EXERCISE PROMPT>
Could you reproduce every row below word for word, leaving out any picture?

TASK INPUT>
* * * * * * * * *

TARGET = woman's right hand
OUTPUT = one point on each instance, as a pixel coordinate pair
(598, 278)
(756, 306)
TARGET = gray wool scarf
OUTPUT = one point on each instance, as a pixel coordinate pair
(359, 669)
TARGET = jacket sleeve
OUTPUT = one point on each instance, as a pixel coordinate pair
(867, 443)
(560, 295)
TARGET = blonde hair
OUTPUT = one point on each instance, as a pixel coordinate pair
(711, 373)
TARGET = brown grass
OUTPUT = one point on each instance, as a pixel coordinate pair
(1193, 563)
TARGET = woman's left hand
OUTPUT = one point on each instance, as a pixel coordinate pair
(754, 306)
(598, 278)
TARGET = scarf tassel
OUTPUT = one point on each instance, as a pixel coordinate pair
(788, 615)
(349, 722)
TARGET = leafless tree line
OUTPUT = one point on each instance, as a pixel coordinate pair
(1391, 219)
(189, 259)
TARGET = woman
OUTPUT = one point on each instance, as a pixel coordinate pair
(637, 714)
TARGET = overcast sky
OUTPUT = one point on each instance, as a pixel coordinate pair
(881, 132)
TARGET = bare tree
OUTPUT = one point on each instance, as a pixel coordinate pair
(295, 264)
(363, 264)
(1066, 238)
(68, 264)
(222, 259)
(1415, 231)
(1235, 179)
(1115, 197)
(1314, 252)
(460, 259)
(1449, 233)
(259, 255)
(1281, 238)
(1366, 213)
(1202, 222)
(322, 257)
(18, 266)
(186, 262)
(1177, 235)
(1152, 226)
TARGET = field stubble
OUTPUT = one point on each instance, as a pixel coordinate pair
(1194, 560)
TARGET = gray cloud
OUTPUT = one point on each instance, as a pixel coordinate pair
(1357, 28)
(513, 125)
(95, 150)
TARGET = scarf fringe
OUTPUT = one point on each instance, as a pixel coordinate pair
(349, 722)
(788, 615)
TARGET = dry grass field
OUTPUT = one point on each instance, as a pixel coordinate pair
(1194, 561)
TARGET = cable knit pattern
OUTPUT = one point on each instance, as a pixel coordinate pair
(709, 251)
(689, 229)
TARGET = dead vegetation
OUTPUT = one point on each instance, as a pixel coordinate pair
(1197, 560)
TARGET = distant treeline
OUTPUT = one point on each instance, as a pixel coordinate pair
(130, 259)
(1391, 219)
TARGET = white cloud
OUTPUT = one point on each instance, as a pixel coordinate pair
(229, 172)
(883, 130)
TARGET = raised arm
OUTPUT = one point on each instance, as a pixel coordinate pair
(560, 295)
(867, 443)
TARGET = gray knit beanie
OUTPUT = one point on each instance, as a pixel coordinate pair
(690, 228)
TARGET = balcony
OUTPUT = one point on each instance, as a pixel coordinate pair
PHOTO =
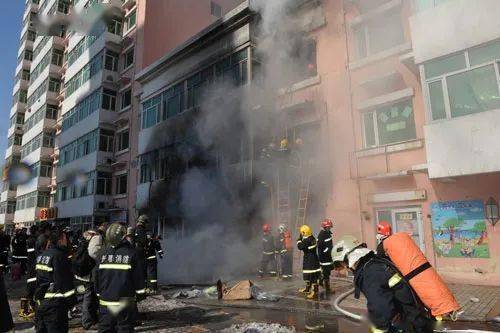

* * * * * * * * *

EXPECTED OUTPUT>
TARGET = woman's right hand
OUTPUT = one point on each instance, as a pixel coordinate pair
(598, 278)
(756, 306)
TARGET = gray wool scarf
OUTPUT = one point on each instance, as a pixel coordinate pair
(359, 669)
TARGET = jacket sleeve
OUTPUT = one point on each instance, as a pixel coordinate pair
(867, 443)
(560, 295)
TARGET = blonde hair
OUTPUT = one point on each instance, as a pixel coordinate pair
(711, 373)
TARGET = brown grass
OUTPUT = one point on each instance, as a pixel coordinate pair
(1193, 563)
TARGET = woman's left hand
OUTPUT = one point on each instance, as a pixel coordinate pair
(754, 306)
(598, 278)
TARGET = scarf tassel
OUTPUT = one point on each instance, as a pixel coordinate pair
(788, 615)
(349, 722)
TARGET = leafless tree line
OUTPUT = one point on each instance, as a pixel coordinate pair
(1391, 219)
(189, 259)
TARGET = woman
OUTPUT = one point on each instance, as a pixel coordinate pair
(637, 714)
TARGET = overcast sky
OUTPUT = one point on each instance, as a pixel coordinate pair
(881, 132)
TARGET = bare tree
OUTPUT = one point on each instance, as a pixel coordinate pair
(295, 264)
(363, 264)
(1066, 238)
(68, 264)
(222, 259)
(1415, 231)
(1235, 179)
(1115, 197)
(1314, 252)
(460, 259)
(1449, 233)
(259, 255)
(1281, 238)
(1366, 213)
(1202, 222)
(322, 257)
(18, 266)
(186, 262)
(1177, 235)
(1152, 226)
TARGET = field stubble
OUTPUT = one point on each instance, as a pixel coordinate pair
(1194, 560)
TARGET = gray cloud
OUTPUT = one point on each instance, as a pixel coordinate pair
(1357, 28)
(513, 125)
(95, 150)
TARGET = scarf fringe
OUTPUT = one point on each instance, as a pixel coordinate pair
(349, 722)
(788, 615)
TARGET = dry grass field
OUTPUT = one point on each instance, as a pixel coordinate pair
(1194, 561)
TARGET = cable knit pattern
OUTPUT = one point on each instance, as a pixel coordinate pair
(709, 251)
(689, 229)
TARGET = dead vegetation
OUTPUT = one point on each instance, as a pixel coordinate pair
(1197, 560)
TARGET = distant treeline
OUTPUT = one point on each instance, as a pixel coordinate pair
(130, 259)
(1391, 219)
TARGET = white cloud
OUTPUT = one point on each instance, as a pixel coordinate pair
(229, 172)
(883, 130)
TARGET = raised arm
OUTPUT = one point on each instance, as a pixel coordinate pair
(560, 295)
(867, 443)
TARGET = gray knit beanie
OUTPUT = one point on each instance, as a pixel coordinate pair
(690, 228)
TARGET = balcony
OUTPUT = one point on each instance, as a pixel coordinate pair
PHOTO =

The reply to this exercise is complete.